[What to do] Send back the records exactly as written, with no images.

= = = = = = =

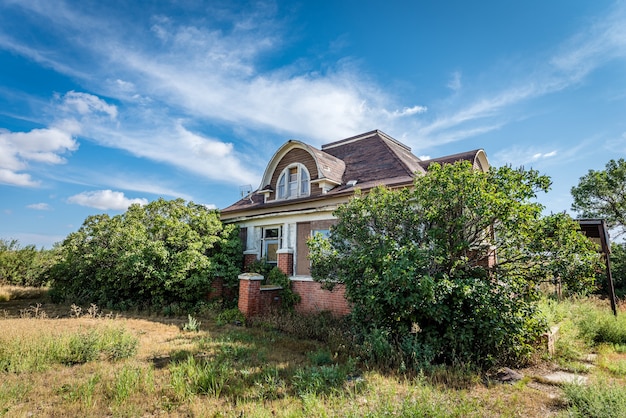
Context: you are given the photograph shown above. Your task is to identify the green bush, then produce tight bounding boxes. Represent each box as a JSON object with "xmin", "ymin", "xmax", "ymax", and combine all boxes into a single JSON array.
[
  {"xmin": 48, "ymin": 198, "xmax": 242, "ymax": 312},
  {"xmin": 576, "ymin": 301, "xmax": 626, "ymax": 345},
  {"xmin": 310, "ymin": 162, "xmax": 599, "ymax": 369},
  {"xmin": 216, "ymin": 308, "xmax": 245, "ymax": 326},
  {"xmin": 245, "ymin": 259, "xmax": 300, "ymax": 310},
  {"xmin": 0, "ymin": 239, "xmax": 58, "ymax": 287}
]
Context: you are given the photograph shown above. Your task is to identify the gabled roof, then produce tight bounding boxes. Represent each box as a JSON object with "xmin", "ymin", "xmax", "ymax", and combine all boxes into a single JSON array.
[
  {"xmin": 321, "ymin": 130, "xmax": 426, "ymax": 185},
  {"xmin": 221, "ymin": 130, "xmax": 488, "ymax": 216}
]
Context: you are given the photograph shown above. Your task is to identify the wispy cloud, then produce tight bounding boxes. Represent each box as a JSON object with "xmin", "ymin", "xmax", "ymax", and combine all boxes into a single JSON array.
[
  {"xmin": 447, "ymin": 71, "xmax": 462, "ymax": 92},
  {"xmin": 606, "ymin": 131, "xmax": 626, "ymax": 153},
  {"xmin": 27, "ymin": 203, "xmax": 51, "ymax": 210},
  {"xmin": 0, "ymin": 0, "xmax": 410, "ymax": 149},
  {"xmin": 411, "ymin": 2, "xmax": 626, "ymax": 148},
  {"xmin": 67, "ymin": 190, "xmax": 148, "ymax": 210},
  {"xmin": 492, "ymin": 146, "xmax": 561, "ymax": 168}
]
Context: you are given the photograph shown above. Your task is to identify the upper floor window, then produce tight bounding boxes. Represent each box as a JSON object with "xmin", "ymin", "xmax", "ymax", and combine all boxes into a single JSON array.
[{"xmin": 277, "ymin": 163, "xmax": 310, "ymax": 199}]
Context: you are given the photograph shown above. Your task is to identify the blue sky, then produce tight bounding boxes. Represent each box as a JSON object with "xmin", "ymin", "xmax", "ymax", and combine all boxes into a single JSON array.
[{"xmin": 1, "ymin": 0, "xmax": 625, "ymax": 248}]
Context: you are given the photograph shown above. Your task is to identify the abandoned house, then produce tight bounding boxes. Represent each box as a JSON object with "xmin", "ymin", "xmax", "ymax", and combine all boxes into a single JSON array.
[{"xmin": 220, "ymin": 129, "xmax": 489, "ymax": 317}]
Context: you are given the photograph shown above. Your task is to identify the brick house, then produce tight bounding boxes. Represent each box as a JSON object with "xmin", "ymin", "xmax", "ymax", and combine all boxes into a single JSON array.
[{"xmin": 221, "ymin": 130, "xmax": 489, "ymax": 316}]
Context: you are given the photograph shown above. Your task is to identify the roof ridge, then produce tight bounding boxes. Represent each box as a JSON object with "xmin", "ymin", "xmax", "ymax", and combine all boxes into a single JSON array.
[
  {"xmin": 376, "ymin": 133, "xmax": 420, "ymax": 177},
  {"xmin": 321, "ymin": 129, "xmax": 411, "ymax": 151}
]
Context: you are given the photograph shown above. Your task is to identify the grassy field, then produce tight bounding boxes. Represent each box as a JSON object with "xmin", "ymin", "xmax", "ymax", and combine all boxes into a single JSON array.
[{"xmin": 2, "ymin": 287, "xmax": 626, "ymax": 417}]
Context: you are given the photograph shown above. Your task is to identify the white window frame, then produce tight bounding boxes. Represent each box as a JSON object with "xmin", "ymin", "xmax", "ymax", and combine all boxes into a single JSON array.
[
  {"xmin": 261, "ymin": 226, "xmax": 282, "ymax": 265},
  {"xmin": 277, "ymin": 163, "xmax": 310, "ymax": 200}
]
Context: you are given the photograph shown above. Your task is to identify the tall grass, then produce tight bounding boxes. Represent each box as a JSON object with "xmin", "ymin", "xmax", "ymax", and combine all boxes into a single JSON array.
[
  {"xmin": 563, "ymin": 379, "xmax": 626, "ymax": 418},
  {"xmin": 0, "ymin": 325, "xmax": 137, "ymax": 372}
]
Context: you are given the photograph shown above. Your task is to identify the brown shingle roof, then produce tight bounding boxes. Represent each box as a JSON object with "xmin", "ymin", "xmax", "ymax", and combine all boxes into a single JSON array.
[
  {"xmin": 221, "ymin": 130, "xmax": 487, "ymax": 215},
  {"xmin": 321, "ymin": 130, "xmax": 425, "ymax": 184},
  {"xmin": 418, "ymin": 149, "xmax": 485, "ymax": 171}
]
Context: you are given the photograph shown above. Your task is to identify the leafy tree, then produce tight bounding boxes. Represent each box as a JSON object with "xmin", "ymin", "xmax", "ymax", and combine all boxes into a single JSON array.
[
  {"xmin": 309, "ymin": 162, "xmax": 601, "ymax": 368},
  {"xmin": 48, "ymin": 198, "xmax": 242, "ymax": 312},
  {"xmin": 0, "ymin": 239, "xmax": 58, "ymax": 287},
  {"xmin": 571, "ymin": 158, "xmax": 626, "ymax": 236}
]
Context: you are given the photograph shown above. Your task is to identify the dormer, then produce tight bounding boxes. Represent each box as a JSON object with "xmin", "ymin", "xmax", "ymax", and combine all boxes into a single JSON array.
[{"xmin": 258, "ymin": 140, "xmax": 345, "ymax": 203}]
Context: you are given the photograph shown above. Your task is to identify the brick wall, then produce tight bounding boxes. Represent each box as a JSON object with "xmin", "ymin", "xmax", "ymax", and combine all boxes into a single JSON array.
[
  {"xmin": 291, "ymin": 280, "xmax": 350, "ymax": 316},
  {"xmin": 243, "ymin": 253, "xmax": 258, "ymax": 269},
  {"xmin": 277, "ymin": 251, "xmax": 293, "ymax": 276}
]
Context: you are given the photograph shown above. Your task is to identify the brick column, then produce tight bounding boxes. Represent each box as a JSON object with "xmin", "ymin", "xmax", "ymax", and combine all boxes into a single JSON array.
[
  {"xmin": 238, "ymin": 273, "xmax": 264, "ymax": 317},
  {"xmin": 277, "ymin": 249, "xmax": 293, "ymax": 276}
]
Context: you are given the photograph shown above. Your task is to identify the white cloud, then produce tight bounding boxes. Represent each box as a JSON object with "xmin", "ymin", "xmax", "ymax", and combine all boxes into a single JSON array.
[
  {"xmin": 0, "ymin": 168, "xmax": 38, "ymax": 187},
  {"xmin": 59, "ymin": 91, "xmax": 118, "ymax": 120},
  {"xmin": 387, "ymin": 105, "xmax": 428, "ymax": 118},
  {"xmin": 0, "ymin": 126, "xmax": 78, "ymax": 186},
  {"xmin": 27, "ymin": 203, "xmax": 51, "ymax": 210},
  {"xmin": 492, "ymin": 147, "xmax": 559, "ymax": 167},
  {"xmin": 67, "ymin": 190, "xmax": 148, "ymax": 210}
]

= = = = = = =

[Output of the exercise]
Context: you are given the photograph shown above. Your task is to identify the green bush, then produce tight bounding boxes. Represent each box as a JSON object with "xmin", "ymin", "xmax", "ymax", and combine all boxes into a single JSON array.
[
  {"xmin": 48, "ymin": 198, "xmax": 242, "ymax": 312},
  {"xmin": 576, "ymin": 301, "xmax": 626, "ymax": 345},
  {"xmin": 310, "ymin": 162, "xmax": 599, "ymax": 369},
  {"xmin": 216, "ymin": 308, "xmax": 245, "ymax": 326},
  {"xmin": 245, "ymin": 259, "xmax": 300, "ymax": 310},
  {"xmin": 0, "ymin": 239, "xmax": 58, "ymax": 287}
]
Context: you are given the photograph shown above. Your task is to identify the gabled roof, then produce tight bounding boxes. Represent each box as a JSON object with "xmin", "ymin", "xmax", "ymax", and combine all boxes into a single JSON array.
[
  {"xmin": 321, "ymin": 130, "xmax": 426, "ymax": 185},
  {"xmin": 221, "ymin": 130, "xmax": 488, "ymax": 216}
]
Context: you are given the photograph shown above. Your task is to identify the wispy cloud, then produce tight bounding boxes. Represent each box as a JSON object with "xmin", "ymin", "xmax", "ymax", and combine all boxes into a single JSON array.
[
  {"xmin": 447, "ymin": 71, "xmax": 462, "ymax": 92},
  {"xmin": 606, "ymin": 131, "xmax": 626, "ymax": 153},
  {"xmin": 27, "ymin": 203, "xmax": 51, "ymax": 210},
  {"xmin": 0, "ymin": 0, "xmax": 410, "ymax": 149},
  {"xmin": 411, "ymin": 2, "xmax": 626, "ymax": 148},
  {"xmin": 67, "ymin": 190, "xmax": 148, "ymax": 210},
  {"xmin": 492, "ymin": 146, "xmax": 561, "ymax": 168}
]
Context: you are given the photograph shown above. Your task is to identify the upper floor window, then produce tight bounding boxes. Represent each box as a JSON object with "xmin", "ymin", "xmax", "ymax", and combine all boxes into a single JSON array.
[{"xmin": 277, "ymin": 163, "xmax": 310, "ymax": 199}]
Context: you are given the photograph shown above. Your task is to identify the blue sky, then produce tight bounding boxes. Represent each box as a JSON object with "xmin", "ymin", "xmax", "ymax", and combine all boxes into a single JSON array.
[{"xmin": 1, "ymin": 0, "xmax": 625, "ymax": 248}]
Context: you are given the photograph shown above. Your task is to identify the abandoned house, then produce tight bounding boxes. Represent each box as a JSON object with "xmin", "ymin", "xmax", "ymax", and combine all boxes into a single JSON array.
[{"xmin": 220, "ymin": 129, "xmax": 489, "ymax": 317}]
Context: you are given the photograph shown above. Your task is to identify the brick house, then produce tight bounding boxes. Represent each box as a JSON object with "xmin", "ymin", "xmax", "ymax", and combine all boxes into a single JSON array.
[{"xmin": 221, "ymin": 130, "xmax": 489, "ymax": 316}]
Context: you are given the photograph shown above. Your task is to identify the roof ridge, then produce tight bounding boxes. Represent each box as a JSON object with "xmin", "ymin", "xmax", "ymax", and combine all boxes into a single JSON array.
[
  {"xmin": 376, "ymin": 133, "xmax": 420, "ymax": 177},
  {"xmin": 321, "ymin": 129, "xmax": 411, "ymax": 151}
]
Context: you are given the photograph shown above. Your task is to identify the grassy field, then produce tight bounding boxes. Represent each box as a JSON object with "xmin", "ymin", "xmax", "ymax", and combine all boxes into a single JSON array.
[{"xmin": 2, "ymin": 287, "xmax": 626, "ymax": 417}]
Context: you are given the photograph shown above. Your task is to identify the white window frame, then produce tight bounding boxes. Represent each box as a JSON object with "xmin", "ymin", "xmax", "ymax", and combine all boxes into a single JSON array.
[
  {"xmin": 261, "ymin": 226, "xmax": 282, "ymax": 265},
  {"xmin": 277, "ymin": 163, "xmax": 310, "ymax": 200}
]
Context: you are given the photograph shown above. Your task is to identify the tall grass, then produce tight bounding boxes. Represent each box as a JSON object with "xmin", "ymin", "xmax", "ymax", and combine all boxes into a single JSON array.
[
  {"xmin": 563, "ymin": 379, "xmax": 626, "ymax": 418},
  {"xmin": 0, "ymin": 325, "xmax": 137, "ymax": 372}
]
Context: you are given the photograph shown above. Your task is to identify the brown shingle roof, then produce tight bounding boxes. Represent each box as a JSON object with "xmin", "ymin", "xmax", "ymax", and combine all boxes into a single JSON array.
[
  {"xmin": 221, "ymin": 130, "xmax": 487, "ymax": 215},
  {"xmin": 321, "ymin": 130, "xmax": 425, "ymax": 184},
  {"xmin": 418, "ymin": 149, "xmax": 485, "ymax": 171}
]
Context: you are given the photograph shown above. Your task is to identify the leafy tree, then produce tight bounding boxes. Represent each box as a JSON object with "xmin", "ymin", "xmax", "ymax", and combine all boxes into a single JSON array.
[
  {"xmin": 309, "ymin": 162, "xmax": 601, "ymax": 368},
  {"xmin": 48, "ymin": 198, "xmax": 242, "ymax": 312},
  {"xmin": 0, "ymin": 239, "xmax": 58, "ymax": 287},
  {"xmin": 571, "ymin": 158, "xmax": 626, "ymax": 236}
]
Context: you are given the photograph shown above. Your task is to identify the dormer, then produce tight bounding boxes. Represent each box as a JSON object with "xmin", "ymin", "xmax", "ymax", and combine all boxes into a single JSON array.
[{"xmin": 258, "ymin": 140, "xmax": 345, "ymax": 203}]
Context: you are given the photograph shown above. Your task is to identify the brick wall, then produce tight bounding boxes. Represent each box as a JSON object with "xmin", "ymin", "xmax", "ymax", and combine all boxes into a single JSON array.
[
  {"xmin": 291, "ymin": 280, "xmax": 350, "ymax": 316},
  {"xmin": 243, "ymin": 253, "xmax": 258, "ymax": 269},
  {"xmin": 277, "ymin": 251, "xmax": 293, "ymax": 276}
]
Context: you are given the photograph shown above. Your task is to identify the brick column, then produce tight bounding boxes. Represent each box as a JSON object with "xmin", "ymin", "xmax", "ymax", and combine all boxes into a single JSON array.
[
  {"xmin": 238, "ymin": 273, "xmax": 264, "ymax": 317},
  {"xmin": 277, "ymin": 249, "xmax": 293, "ymax": 276}
]
Context: you are given the photograph shown above. Your task is to identify the white cloud, then produce tight bounding boxes. Represent each box as a JSON object with "xmin", "ymin", "xmax", "ymax", and combine all boxes into a single JSON array.
[
  {"xmin": 0, "ymin": 168, "xmax": 38, "ymax": 187},
  {"xmin": 59, "ymin": 91, "xmax": 118, "ymax": 120},
  {"xmin": 387, "ymin": 105, "xmax": 428, "ymax": 118},
  {"xmin": 0, "ymin": 126, "xmax": 78, "ymax": 186},
  {"xmin": 27, "ymin": 203, "xmax": 51, "ymax": 210},
  {"xmin": 492, "ymin": 147, "xmax": 559, "ymax": 167},
  {"xmin": 67, "ymin": 190, "xmax": 148, "ymax": 210}
]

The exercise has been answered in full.